# Supplied material

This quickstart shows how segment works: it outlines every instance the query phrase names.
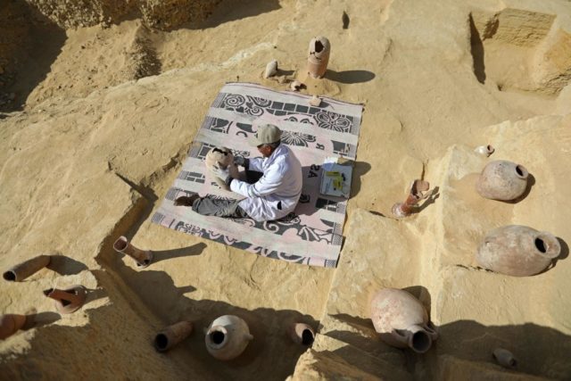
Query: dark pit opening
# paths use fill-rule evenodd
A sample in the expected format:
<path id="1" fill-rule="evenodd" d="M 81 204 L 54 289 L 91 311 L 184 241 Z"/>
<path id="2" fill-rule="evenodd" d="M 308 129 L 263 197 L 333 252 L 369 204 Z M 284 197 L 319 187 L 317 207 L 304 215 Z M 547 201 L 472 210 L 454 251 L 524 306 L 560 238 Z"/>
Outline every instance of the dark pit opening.
<path id="1" fill-rule="evenodd" d="M 120 252 L 125 250 L 127 248 L 127 241 L 121 238 L 118 239 L 117 241 L 115 241 L 113 248 L 115 250 L 119 250 Z"/>
<path id="2" fill-rule="evenodd" d="M 169 338 L 165 334 L 159 334 L 154 337 L 154 347 L 157 351 L 164 351 L 169 345 Z"/>
<path id="3" fill-rule="evenodd" d="M 223 332 L 214 331 L 211 334 L 211 340 L 212 340 L 212 343 L 215 344 L 220 344 L 224 341 L 224 336 L 225 335 Z"/>
<path id="4" fill-rule="evenodd" d="M 426 332 L 418 331 L 412 335 L 412 348 L 418 353 L 428 351 L 432 341 Z"/>
<path id="5" fill-rule="evenodd" d="M 16 280 L 16 273 L 13 271 L 6 271 L 3 275 L 5 280 L 10 280 L 12 282 Z"/>
<path id="6" fill-rule="evenodd" d="M 545 241 L 543 241 L 542 238 L 535 238 L 535 247 L 541 253 L 547 253 L 547 245 L 545 244 Z"/>
<path id="7" fill-rule="evenodd" d="M 315 42 L 315 53 L 319 53 L 323 50 L 324 46 L 321 44 L 321 41 L 318 40 Z"/>
<path id="8" fill-rule="evenodd" d="M 313 344 L 313 334 L 309 329 L 303 329 L 302 333 L 302 344 L 303 345 L 311 345 Z"/>

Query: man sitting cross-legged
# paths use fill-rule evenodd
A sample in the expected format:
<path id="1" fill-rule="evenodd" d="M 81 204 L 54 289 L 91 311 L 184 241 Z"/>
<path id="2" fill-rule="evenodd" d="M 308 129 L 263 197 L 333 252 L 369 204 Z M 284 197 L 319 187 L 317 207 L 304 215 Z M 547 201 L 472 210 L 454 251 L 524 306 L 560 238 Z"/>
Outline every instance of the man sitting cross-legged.
<path id="1" fill-rule="evenodd" d="M 215 168 L 215 176 L 225 181 L 243 200 L 220 200 L 181 196 L 175 205 L 192 206 L 205 216 L 244 218 L 257 221 L 278 219 L 295 209 L 302 194 L 302 165 L 294 153 L 281 144 L 282 131 L 272 124 L 258 128 L 251 144 L 262 157 L 246 159 L 236 156 L 234 162 L 245 169 L 246 181 L 232 178 L 228 170 Z"/>

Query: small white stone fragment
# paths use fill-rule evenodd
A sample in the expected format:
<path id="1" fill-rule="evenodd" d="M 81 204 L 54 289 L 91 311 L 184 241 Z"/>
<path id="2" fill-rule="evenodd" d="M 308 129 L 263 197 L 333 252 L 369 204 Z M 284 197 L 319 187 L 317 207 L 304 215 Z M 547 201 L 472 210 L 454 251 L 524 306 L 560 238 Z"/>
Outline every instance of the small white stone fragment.
<path id="1" fill-rule="evenodd" d="M 266 65 L 266 71 L 264 71 L 264 78 L 273 77 L 277 73 L 277 61 L 270 61 Z"/>
<path id="2" fill-rule="evenodd" d="M 480 145 L 478 147 L 476 147 L 476 149 L 474 150 L 475 153 L 484 155 L 486 157 L 493 153 L 495 149 L 491 145 Z"/>

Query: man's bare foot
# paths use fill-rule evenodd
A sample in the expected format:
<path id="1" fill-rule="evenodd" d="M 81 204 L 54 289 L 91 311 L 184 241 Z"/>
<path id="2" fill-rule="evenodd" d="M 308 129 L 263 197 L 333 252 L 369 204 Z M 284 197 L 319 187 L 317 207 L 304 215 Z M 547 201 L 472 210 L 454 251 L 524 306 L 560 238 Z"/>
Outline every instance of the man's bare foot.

# Task details
Rewrite all of the material above as a numbered list with one line per entry, dropping the blank lines and leaving out the picture.

# Full solution
1. This quickstart shows how segment works: it outlines every instance the query phrase names.
2. Query: dark pit opening
3. # paths use fill-rule evenodd
4. A sample in the expected format:
5. <path id="1" fill-rule="evenodd" d="M 81 204 L 54 289 L 91 311 L 184 241 Z"/>
6. <path id="2" fill-rule="evenodd" d="M 308 129 L 263 197 L 333 252 L 369 204 Z M 284 197 L 319 187 L 317 207 L 304 215 Z M 547 201 L 472 210 L 454 251 L 524 306 L 560 238 Z"/>
7. Outline every instance of the dark pit opening.
8. <path id="1" fill-rule="evenodd" d="M 120 252 L 125 250 L 127 248 L 127 241 L 121 238 L 118 239 L 117 241 L 115 241 L 113 248 L 115 250 L 119 250 Z"/>
9. <path id="2" fill-rule="evenodd" d="M 169 338 L 165 334 L 159 334 L 154 337 L 154 347 L 157 351 L 164 351 L 169 345 Z"/>
10. <path id="3" fill-rule="evenodd" d="M 223 332 L 214 331 L 211 334 L 211 340 L 212 340 L 212 343 L 215 344 L 220 344 L 224 341 L 224 336 L 225 335 Z"/>
11. <path id="4" fill-rule="evenodd" d="M 426 332 L 418 331 L 412 335 L 412 348 L 418 353 L 428 351 L 432 341 Z"/>
12. <path id="5" fill-rule="evenodd" d="M 16 280 L 16 273 L 13 271 L 6 271 L 3 275 L 5 280 L 10 280 L 12 282 Z"/>
13. <path id="6" fill-rule="evenodd" d="M 545 241 L 543 241 L 542 238 L 535 238 L 535 247 L 541 253 L 547 253 L 547 245 L 545 244 Z"/>
14. <path id="7" fill-rule="evenodd" d="M 315 42 L 315 53 L 319 53 L 323 50 L 324 46 L 321 44 L 321 41 L 318 40 Z"/>
15. <path id="8" fill-rule="evenodd" d="M 313 344 L 313 334 L 309 329 L 303 329 L 302 333 L 302 344 L 303 345 L 311 345 Z"/>
16. Query: man sitting cross-legged
17. # paths use fill-rule evenodd
18. A sample in the expected format:
19. <path id="1" fill-rule="evenodd" d="M 81 204 L 54 289 L 91 311 L 184 241 Z"/>
20. <path id="2" fill-rule="evenodd" d="M 308 129 L 263 197 L 333 252 L 369 204 Z M 284 197 L 319 187 L 317 207 L 304 215 Z M 547 201 L 472 210 L 454 251 L 524 306 L 560 238 Z"/>
21. Outline every instance of the man sitting cross-legged.
22. <path id="1" fill-rule="evenodd" d="M 215 168 L 215 176 L 225 181 L 243 200 L 220 200 L 181 196 L 175 205 L 192 206 L 205 216 L 244 218 L 257 221 L 278 219 L 295 209 L 302 194 L 302 165 L 294 153 L 281 144 L 282 131 L 272 124 L 258 128 L 251 144 L 262 157 L 246 159 L 236 156 L 234 162 L 245 169 L 246 181 L 232 178 L 228 170 Z"/>
23. Query: small white stone fragment
24. # paths use fill-rule evenodd
25. A sample in the expected format:
26. <path id="1" fill-rule="evenodd" d="M 81 204 L 54 289 L 91 311 L 184 241 Z"/>
27. <path id="2" fill-rule="evenodd" d="M 308 129 L 263 197 L 333 252 L 369 204 Z M 284 197 L 319 187 L 317 207 L 304 215 Z M 547 201 L 472 210 L 454 251 L 524 306 L 560 238 Z"/>
28. Outline every instance of the small white stone fragment.
29. <path id="1" fill-rule="evenodd" d="M 266 65 L 266 71 L 264 71 L 264 78 L 273 77 L 277 73 L 277 61 L 270 61 Z"/>
30. <path id="2" fill-rule="evenodd" d="M 480 145 L 478 147 L 476 147 L 476 149 L 474 150 L 475 153 L 484 155 L 486 157 L 493 153 L 495 149 L 491 145 Z"/>
31. Query: man's bare foot
32. # paths use fill-rule evenodd
33. A sample in the expected format:
34. <path id="1" fill-rule="evenodd" d="M 81 204 L 54 289 L 91 311 L 184 241 Z"/>
35. <path id="2" fill-rule="evenodd" d="M 308 129 L 263 197 L 333 252 L 369 204 Z M 284 197 L 319 187 L 317 207 L 304 215 Z M 547 201 L 472 210 L 454 251 L 524 306 L 560 238 Z"/>
36. Outline every instance of the man's bare foot.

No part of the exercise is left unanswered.